[Written exercise] In the material below, rewrite the lines from the line with "TARGET = girl in black top" to the line with "(1138, 490)", replacing "asphalt" with "pavement" and leaving everything else unchanged.

— BEGIN Raw records —

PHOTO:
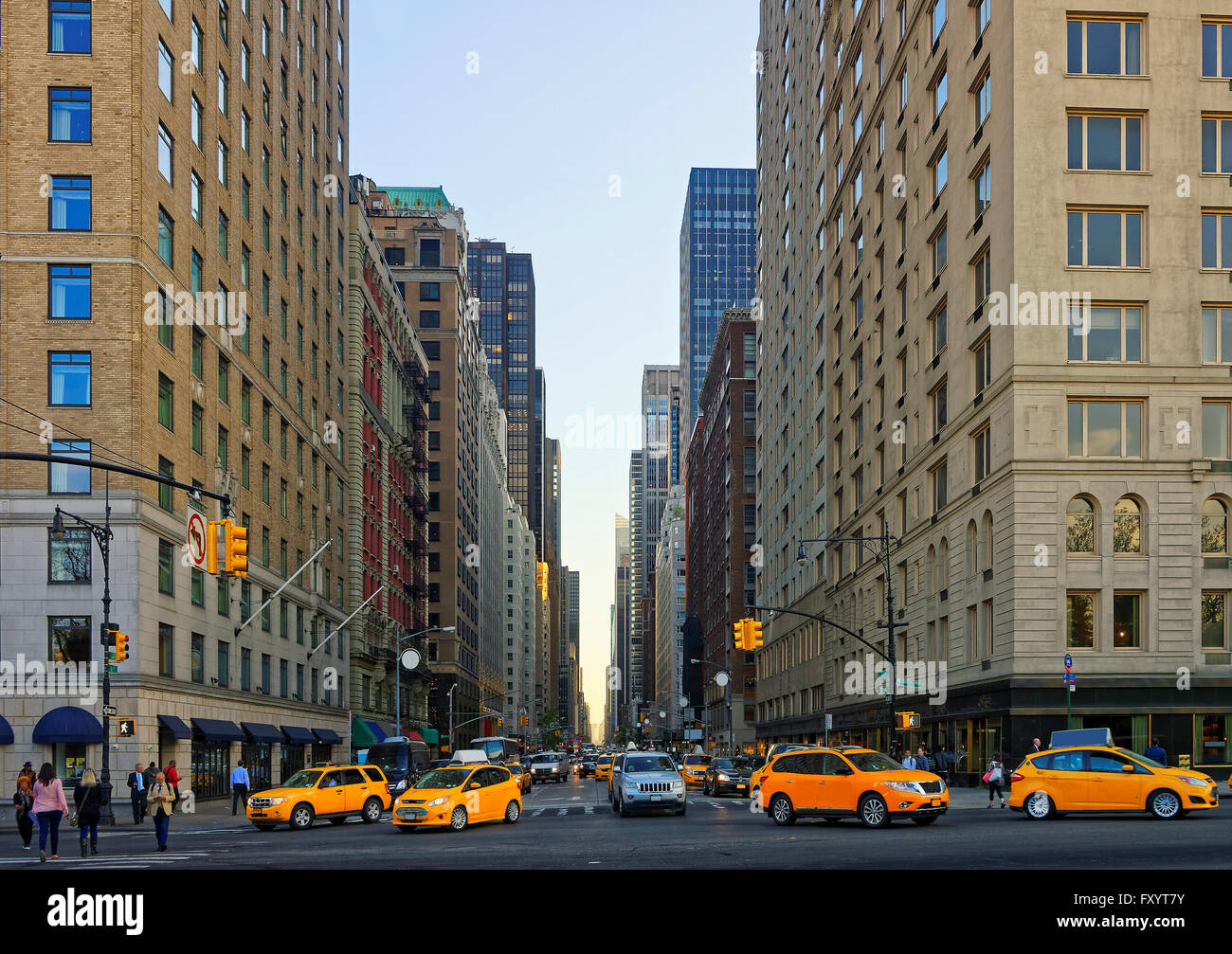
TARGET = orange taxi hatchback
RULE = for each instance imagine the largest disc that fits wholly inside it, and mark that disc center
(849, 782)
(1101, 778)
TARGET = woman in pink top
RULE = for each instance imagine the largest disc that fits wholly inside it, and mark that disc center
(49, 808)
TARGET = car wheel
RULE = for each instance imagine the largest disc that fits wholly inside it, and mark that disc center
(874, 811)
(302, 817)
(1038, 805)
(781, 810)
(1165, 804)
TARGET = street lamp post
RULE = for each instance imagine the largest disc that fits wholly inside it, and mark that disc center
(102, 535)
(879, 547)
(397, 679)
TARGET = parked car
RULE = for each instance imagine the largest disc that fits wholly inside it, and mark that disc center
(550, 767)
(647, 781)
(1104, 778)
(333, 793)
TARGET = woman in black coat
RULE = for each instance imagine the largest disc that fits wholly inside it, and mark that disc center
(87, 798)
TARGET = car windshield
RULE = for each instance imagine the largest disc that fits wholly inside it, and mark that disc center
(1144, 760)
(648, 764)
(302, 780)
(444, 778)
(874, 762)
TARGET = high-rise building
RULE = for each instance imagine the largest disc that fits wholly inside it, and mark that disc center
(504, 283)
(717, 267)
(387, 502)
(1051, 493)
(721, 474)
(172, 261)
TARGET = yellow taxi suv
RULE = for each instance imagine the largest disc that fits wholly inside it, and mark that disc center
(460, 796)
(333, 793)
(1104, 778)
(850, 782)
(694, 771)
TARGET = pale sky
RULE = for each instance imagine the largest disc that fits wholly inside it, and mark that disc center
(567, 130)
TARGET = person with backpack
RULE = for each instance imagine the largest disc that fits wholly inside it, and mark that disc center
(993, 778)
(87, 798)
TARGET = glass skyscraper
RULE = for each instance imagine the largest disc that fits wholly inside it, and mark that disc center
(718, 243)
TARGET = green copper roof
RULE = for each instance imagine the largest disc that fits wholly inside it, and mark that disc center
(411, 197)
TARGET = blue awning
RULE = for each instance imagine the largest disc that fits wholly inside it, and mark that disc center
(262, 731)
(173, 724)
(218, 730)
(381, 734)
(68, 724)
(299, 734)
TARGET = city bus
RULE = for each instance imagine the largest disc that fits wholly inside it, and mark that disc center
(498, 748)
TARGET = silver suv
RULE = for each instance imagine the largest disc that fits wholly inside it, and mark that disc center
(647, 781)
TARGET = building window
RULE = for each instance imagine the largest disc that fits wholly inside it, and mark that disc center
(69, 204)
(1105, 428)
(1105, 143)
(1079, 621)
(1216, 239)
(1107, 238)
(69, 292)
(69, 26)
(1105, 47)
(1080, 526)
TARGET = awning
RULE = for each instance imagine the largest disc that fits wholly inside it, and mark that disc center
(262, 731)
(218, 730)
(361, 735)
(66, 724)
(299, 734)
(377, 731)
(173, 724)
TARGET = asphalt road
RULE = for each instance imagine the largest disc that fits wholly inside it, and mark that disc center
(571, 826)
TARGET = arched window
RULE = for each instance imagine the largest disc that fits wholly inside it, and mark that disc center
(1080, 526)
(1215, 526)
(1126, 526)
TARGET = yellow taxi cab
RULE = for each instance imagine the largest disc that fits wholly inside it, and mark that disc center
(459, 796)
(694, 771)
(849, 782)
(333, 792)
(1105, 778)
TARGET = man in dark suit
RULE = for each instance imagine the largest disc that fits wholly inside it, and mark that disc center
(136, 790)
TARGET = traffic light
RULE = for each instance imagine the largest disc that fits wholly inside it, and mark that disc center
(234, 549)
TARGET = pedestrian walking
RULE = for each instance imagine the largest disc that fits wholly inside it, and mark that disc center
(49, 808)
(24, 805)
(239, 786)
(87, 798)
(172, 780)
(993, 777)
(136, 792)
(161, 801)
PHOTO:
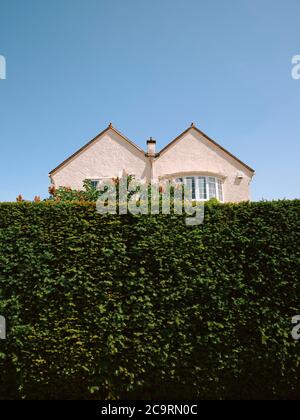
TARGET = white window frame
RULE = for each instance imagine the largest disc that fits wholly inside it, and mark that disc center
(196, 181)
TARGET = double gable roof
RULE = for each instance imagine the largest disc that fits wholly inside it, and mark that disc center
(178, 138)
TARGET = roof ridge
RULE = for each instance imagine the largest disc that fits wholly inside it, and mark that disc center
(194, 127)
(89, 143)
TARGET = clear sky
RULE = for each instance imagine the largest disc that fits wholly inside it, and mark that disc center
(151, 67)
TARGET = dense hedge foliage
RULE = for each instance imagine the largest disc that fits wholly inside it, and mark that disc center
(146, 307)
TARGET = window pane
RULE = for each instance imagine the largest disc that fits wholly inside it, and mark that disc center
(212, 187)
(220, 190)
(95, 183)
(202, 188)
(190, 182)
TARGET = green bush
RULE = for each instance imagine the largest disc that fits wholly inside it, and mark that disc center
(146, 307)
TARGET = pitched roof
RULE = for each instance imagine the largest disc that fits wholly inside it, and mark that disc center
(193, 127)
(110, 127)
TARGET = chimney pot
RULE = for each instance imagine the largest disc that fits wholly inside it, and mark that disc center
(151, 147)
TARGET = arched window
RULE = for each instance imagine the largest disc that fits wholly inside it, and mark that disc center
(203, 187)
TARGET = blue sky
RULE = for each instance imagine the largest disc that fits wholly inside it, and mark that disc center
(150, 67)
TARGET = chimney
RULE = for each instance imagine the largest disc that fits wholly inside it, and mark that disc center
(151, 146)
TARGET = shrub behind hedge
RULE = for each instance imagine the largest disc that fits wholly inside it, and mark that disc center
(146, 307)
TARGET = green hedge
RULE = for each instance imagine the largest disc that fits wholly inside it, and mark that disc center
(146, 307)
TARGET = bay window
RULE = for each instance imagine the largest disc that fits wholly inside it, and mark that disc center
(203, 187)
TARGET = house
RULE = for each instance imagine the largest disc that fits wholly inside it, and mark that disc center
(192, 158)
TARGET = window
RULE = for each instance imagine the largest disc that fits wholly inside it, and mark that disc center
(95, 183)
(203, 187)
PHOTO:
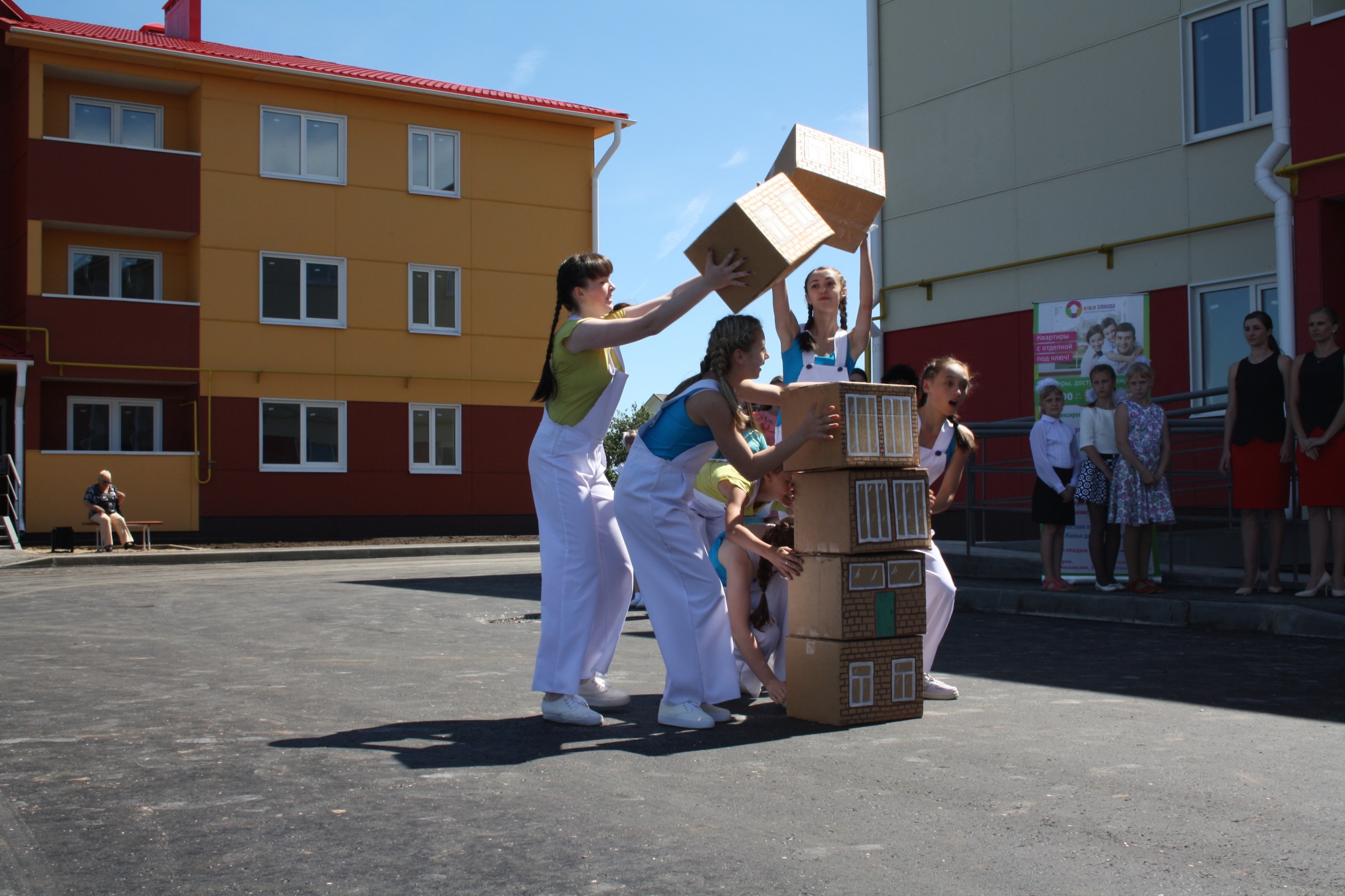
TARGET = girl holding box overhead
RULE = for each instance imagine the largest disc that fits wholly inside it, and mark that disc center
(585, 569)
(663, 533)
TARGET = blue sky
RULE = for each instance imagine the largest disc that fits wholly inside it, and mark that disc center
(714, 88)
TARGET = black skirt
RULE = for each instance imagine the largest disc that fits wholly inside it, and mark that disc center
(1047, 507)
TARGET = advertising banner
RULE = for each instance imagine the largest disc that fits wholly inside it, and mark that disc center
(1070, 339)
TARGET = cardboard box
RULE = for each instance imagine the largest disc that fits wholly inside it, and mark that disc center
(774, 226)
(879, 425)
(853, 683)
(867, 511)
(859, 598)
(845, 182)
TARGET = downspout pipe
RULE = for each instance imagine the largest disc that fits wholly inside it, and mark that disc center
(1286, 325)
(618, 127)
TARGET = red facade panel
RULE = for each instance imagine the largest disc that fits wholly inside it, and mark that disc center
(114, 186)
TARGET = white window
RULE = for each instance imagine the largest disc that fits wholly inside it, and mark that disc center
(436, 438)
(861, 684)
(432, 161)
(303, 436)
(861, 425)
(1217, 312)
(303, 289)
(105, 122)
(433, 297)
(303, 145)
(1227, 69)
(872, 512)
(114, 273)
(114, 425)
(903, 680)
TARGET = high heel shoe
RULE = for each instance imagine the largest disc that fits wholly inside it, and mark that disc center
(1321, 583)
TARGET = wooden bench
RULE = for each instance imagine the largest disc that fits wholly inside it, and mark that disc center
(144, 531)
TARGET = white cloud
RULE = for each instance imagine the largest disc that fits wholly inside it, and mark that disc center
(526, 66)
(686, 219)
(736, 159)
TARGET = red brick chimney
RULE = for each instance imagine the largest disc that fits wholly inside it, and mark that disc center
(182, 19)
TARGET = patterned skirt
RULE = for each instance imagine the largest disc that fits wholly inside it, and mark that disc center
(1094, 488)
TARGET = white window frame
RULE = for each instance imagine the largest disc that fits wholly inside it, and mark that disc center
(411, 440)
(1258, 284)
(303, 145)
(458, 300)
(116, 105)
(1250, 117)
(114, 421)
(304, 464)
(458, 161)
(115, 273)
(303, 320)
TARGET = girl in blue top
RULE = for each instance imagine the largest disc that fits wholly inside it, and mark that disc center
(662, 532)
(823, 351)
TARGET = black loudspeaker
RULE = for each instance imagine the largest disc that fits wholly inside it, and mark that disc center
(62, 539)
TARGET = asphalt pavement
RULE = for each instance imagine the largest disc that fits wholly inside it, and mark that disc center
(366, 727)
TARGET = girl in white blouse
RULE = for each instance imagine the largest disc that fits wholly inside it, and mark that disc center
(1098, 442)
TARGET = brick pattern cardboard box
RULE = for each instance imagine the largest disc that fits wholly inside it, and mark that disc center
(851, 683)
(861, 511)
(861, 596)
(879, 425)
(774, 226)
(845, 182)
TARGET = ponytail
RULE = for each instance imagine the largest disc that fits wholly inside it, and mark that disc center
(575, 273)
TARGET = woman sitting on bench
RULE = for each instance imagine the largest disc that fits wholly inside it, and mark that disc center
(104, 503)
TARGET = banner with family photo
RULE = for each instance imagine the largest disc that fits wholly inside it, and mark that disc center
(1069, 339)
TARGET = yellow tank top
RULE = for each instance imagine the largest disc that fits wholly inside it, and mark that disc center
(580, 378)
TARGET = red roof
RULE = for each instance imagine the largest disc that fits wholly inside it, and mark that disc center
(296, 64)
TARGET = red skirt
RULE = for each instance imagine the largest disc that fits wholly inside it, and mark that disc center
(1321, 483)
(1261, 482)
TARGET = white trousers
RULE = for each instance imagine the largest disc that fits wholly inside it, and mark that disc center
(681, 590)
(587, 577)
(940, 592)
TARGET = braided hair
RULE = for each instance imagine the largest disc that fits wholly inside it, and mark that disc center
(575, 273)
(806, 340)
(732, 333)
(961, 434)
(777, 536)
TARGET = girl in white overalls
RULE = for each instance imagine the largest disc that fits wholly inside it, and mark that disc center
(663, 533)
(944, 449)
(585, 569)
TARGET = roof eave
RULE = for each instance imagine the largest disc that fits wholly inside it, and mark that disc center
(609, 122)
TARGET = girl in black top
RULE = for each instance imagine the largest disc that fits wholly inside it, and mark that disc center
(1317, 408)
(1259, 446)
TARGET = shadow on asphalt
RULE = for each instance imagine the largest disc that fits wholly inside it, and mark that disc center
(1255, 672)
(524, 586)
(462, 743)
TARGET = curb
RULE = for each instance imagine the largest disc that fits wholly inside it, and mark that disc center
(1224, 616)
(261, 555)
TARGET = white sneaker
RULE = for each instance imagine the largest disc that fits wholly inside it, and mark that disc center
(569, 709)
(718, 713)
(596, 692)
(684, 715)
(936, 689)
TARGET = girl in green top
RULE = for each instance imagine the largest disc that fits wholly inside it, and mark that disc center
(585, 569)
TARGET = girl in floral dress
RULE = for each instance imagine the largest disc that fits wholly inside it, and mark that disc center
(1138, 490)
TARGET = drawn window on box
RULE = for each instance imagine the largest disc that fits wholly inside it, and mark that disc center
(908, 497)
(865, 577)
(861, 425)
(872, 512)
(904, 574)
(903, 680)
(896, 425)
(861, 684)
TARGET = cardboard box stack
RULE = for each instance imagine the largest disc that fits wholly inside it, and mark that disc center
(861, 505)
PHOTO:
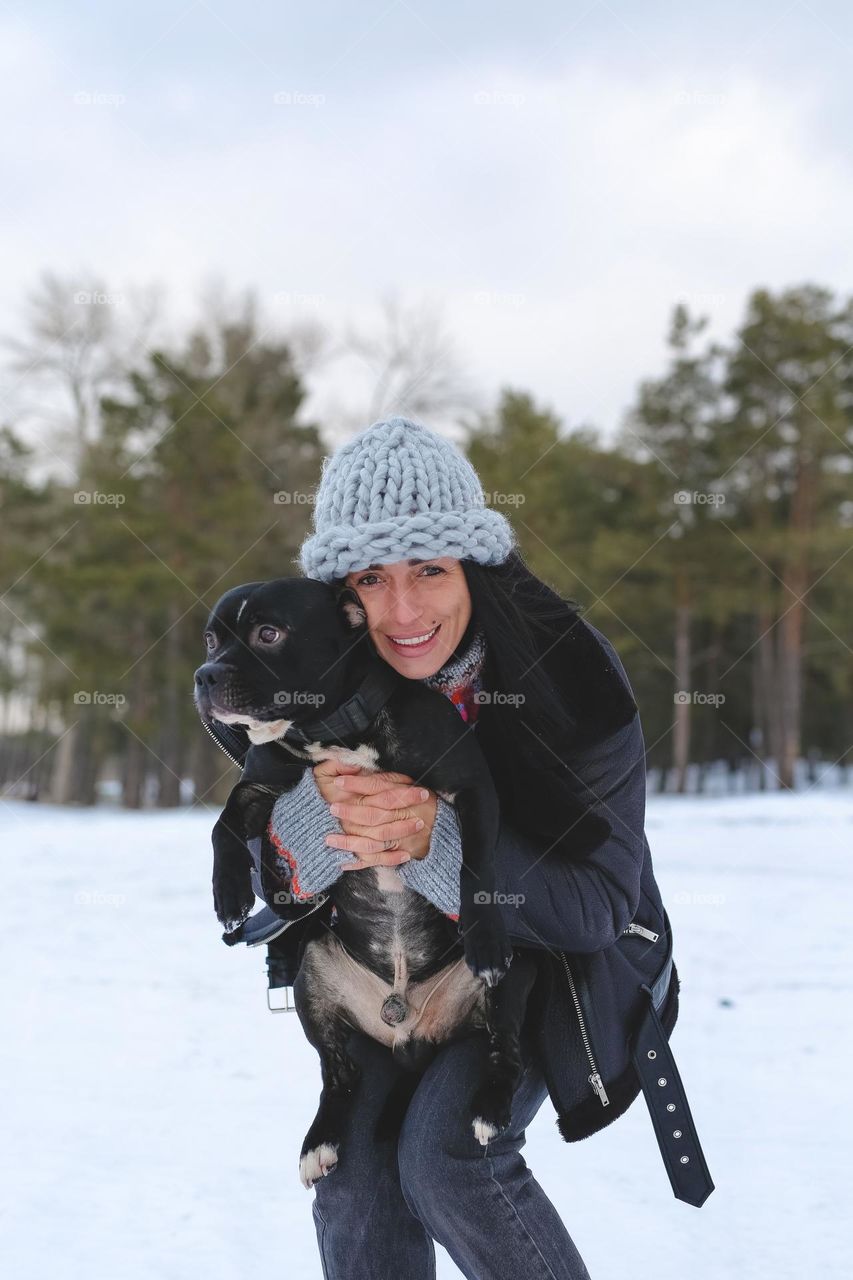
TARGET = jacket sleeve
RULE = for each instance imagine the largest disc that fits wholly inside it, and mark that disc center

— END Raw records —

[The reply]
TARGET = girl in black top
RULE = for each instance imagine the largest disc that fits wholly inside it, and mark that disc center
(1317, 408)
(1259, 446)
TARGET = shadow on pavement
RULE = for each instance imagine the largest disc that fits wholly inside it, and mark that disc center
(1255, 672)
(524, 586)
(462, 743)
TARGET = curb
RULE = for each instance imagine the largest disc that fits wholly inside it, and mark that disc center
(1224, 616)
(261, 555)
TARGET = white sneaker
RULE = for each instance imagine the largest disc that fits wholly inside it, and mark that disc center
(569, 709)
(718, 713)
(596, 692)
(684, 715)
(936, 689)
TARGET = girl in green top
RULE = for each instance imagine the largest disc that fits wholly inside it, and mark that disc center
(585, 569)
TARGET = girl in floral dress
RULE = for each instance imagine the largest disc that fits wholly inside it, and mark that disc center
(1138, 490)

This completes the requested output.